**Data section**
########
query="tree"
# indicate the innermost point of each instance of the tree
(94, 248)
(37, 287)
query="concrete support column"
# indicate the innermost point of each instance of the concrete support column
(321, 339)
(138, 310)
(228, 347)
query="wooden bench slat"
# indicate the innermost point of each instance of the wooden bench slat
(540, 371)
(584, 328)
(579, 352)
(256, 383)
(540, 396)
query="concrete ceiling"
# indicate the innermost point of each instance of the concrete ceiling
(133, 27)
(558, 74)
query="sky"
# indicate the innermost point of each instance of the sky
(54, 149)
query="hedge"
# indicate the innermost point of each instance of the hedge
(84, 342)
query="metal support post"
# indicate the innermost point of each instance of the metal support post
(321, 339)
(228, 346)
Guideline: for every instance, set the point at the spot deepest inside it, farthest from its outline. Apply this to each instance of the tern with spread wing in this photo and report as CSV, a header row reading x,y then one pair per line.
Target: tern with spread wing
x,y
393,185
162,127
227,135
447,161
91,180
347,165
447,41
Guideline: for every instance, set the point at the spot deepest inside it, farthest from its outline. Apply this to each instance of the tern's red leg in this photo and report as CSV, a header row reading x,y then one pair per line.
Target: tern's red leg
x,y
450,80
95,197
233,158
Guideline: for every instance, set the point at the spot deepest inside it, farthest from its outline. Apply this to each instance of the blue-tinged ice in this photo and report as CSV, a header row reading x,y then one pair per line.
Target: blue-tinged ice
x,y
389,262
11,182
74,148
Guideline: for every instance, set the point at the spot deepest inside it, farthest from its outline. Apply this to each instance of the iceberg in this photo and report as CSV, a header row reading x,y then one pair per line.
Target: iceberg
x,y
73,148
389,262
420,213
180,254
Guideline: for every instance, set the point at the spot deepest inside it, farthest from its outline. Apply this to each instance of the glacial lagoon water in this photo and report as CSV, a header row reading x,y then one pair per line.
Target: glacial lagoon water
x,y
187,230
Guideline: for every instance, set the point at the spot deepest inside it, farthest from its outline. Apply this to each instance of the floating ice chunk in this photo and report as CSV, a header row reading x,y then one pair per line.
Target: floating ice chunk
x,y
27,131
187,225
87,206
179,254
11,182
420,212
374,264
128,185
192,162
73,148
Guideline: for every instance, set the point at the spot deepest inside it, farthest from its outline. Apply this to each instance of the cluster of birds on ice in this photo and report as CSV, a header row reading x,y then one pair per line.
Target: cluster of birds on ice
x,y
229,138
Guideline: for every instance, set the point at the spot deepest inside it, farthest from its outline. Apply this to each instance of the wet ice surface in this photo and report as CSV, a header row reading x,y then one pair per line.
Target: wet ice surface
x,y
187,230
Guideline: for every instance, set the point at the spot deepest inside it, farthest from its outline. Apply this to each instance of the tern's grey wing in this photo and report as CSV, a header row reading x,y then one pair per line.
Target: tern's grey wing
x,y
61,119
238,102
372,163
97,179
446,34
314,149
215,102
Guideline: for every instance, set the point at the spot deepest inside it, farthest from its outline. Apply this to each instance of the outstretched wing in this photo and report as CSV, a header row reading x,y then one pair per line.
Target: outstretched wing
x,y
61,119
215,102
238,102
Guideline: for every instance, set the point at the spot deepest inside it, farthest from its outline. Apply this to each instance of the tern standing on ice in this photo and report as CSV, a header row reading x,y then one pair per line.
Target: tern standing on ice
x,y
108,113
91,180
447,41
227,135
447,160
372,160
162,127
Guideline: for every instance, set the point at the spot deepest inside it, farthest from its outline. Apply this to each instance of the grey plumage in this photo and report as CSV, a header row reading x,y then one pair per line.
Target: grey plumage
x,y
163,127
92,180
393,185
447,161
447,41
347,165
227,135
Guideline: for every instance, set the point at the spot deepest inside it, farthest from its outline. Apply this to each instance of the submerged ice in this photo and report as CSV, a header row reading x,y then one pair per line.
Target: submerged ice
########
**Exercise details**
All records above must be printed again, exactly.

**Result below**
query="tree"
# indicate the innermost point of each instance of the tree
(94, 248)
(37, 287)
query="concrete support column"
# indicate the innermost point of each instance of the concrete support column
(321, 339)
(138, 310)
(228, 347)
query="wooden bench slat"
# indicate the innermost point of each instance of the wooden bench slat
(540, 371)
(584, 328)
(579, 352)
(256, 383)
(540, 396)
query="concrete ceiling"
# indicate the innermost point of each instance of the concrete ceiling
(133, 27)
(558, 74)
query="sky"
# indicate the innermost point of each instance of the sky
(54, 149)
query="hedge"
# indicate the innermost point of each instance of the hedge
(84, 342)
query="metal support post"
# indicate the innermost point of each instance of the metal support post
(321, 339)
(228, 346)
Guideline: for every instance, set the point at the spot deepest inside it, farthest from its outline. Apply this to each instance of the tern with spread wing in this photo and report as CSV, a header row reading x,y then one pair per line.
Target: tern with spread wing
x,y
393,185
162,127
227,135
447,161
91,180
347,165
447,41
Guideline: for every instance, set the point at the spot deepest inside it, farthest from its outline. Apply this to each instance of the tern's red leg in this photo and report as CSV, a header row reading x,y then one pair per line.
Target: tern's red leg
x,y
450,80
95,197
233,158
Guideline: for every instance, set the point at the spot deepest inside it, farthest from its outline. Apply this to each instance of the blue-tinged ice in this photo and report as CSV, a header row reading x,y then one pair per line.
Target: blue-tinged ice
x,y
389,262
11,182
74,148
Guideline: for every instance, set the point at the spot deepest inside it, farthest from its outline. Apply this to each instance of the iceberg in this photo and report as CSV, a header row reading x,y then one pair per line.
Target: iceberg
x,y
73,148
389,262
420,213
180,254
Guideline: for every instance, set the point at the spot deepest inside it, farthest from its outline. Apply this to each instance of the glacial lagoon water in this photo and report as CSV, a header row reading x,y then one pair per line.
Target: glacial lagoon water
x,y
187,230
Guideline: for every instance, set the point at the spot deepest inside it, farthest from its outline. Apply this to each instance of the floating ice chunk in this photo and report as CSV, a header row reading x,y then one pair per line.
Target: floating ice chunk
x,y
27,131
187,225
87,206
179,254
11,182
420,212
374,264
128,185
192,162
73,148
Guideline: for every instance, set the point at the spot deepest inside it, farthest from its outline. Apply this to each instance of the cluster of birds on ice in this photo and report as CSV, a header row reading x,y then one pair per line.
Target: cluster of birds on ice
x,y
229,138
Guideline: for every instance, set the point at the spot deepest inside it, farthest from its outline. Apply this to each instance of the wet ice surface in this photo and report as CSV, a header row reading x,y then one pair per line.
Target: wet ice surface
x,y
187,230
Guideline: for every instance, set the point at the spot deepest inside it, farthest from its outline. Apply this to each instance of the tern's grey wing in this photo and report as CSV, a header row reading x,y then one pair per line.
Target: tern's grey wing
x,y
61,119
238,102
372,163
97,179
446,34
314,149
215,102
Guideline: for every instance, set the point at the spot deepest inside it, farthest from its outline. Apply this to each instance of the outstretched wing in this photo and report as CSV, a header row reading x,y then one pair per line.
Target: outstretched wing
x,y
61,119
215,102
238,102
Guideline: for every instance, set the point at the spot deepest inside it, farthest from its outline. Apply this to each instance of the tern standing on ice in this photo and report as CSV, a header row reading x,y then one pair per line.
Target: tern standing on ice
x,y
108,113
91,180
447,41
227,135
447,160
372,160
162,127
Guideline: for every instance, set the point at the spot deepest inside it, farthest from its outline. Apply this to each instance of the grey plumage in this photo and report as CSV, a header row reading x,y then one pair per line.
Target: grey plumage
x,y
163,127
92,180
393,185
447,161
447,41
347,165
227,135
Guideline: for every instance, set the point at the spot deepest inside it, farthest from its outline. Apply this to each instance of the submerged ice in this photo and report as CSV, a header row reading x,y then one pair per line.
Target: submerged ice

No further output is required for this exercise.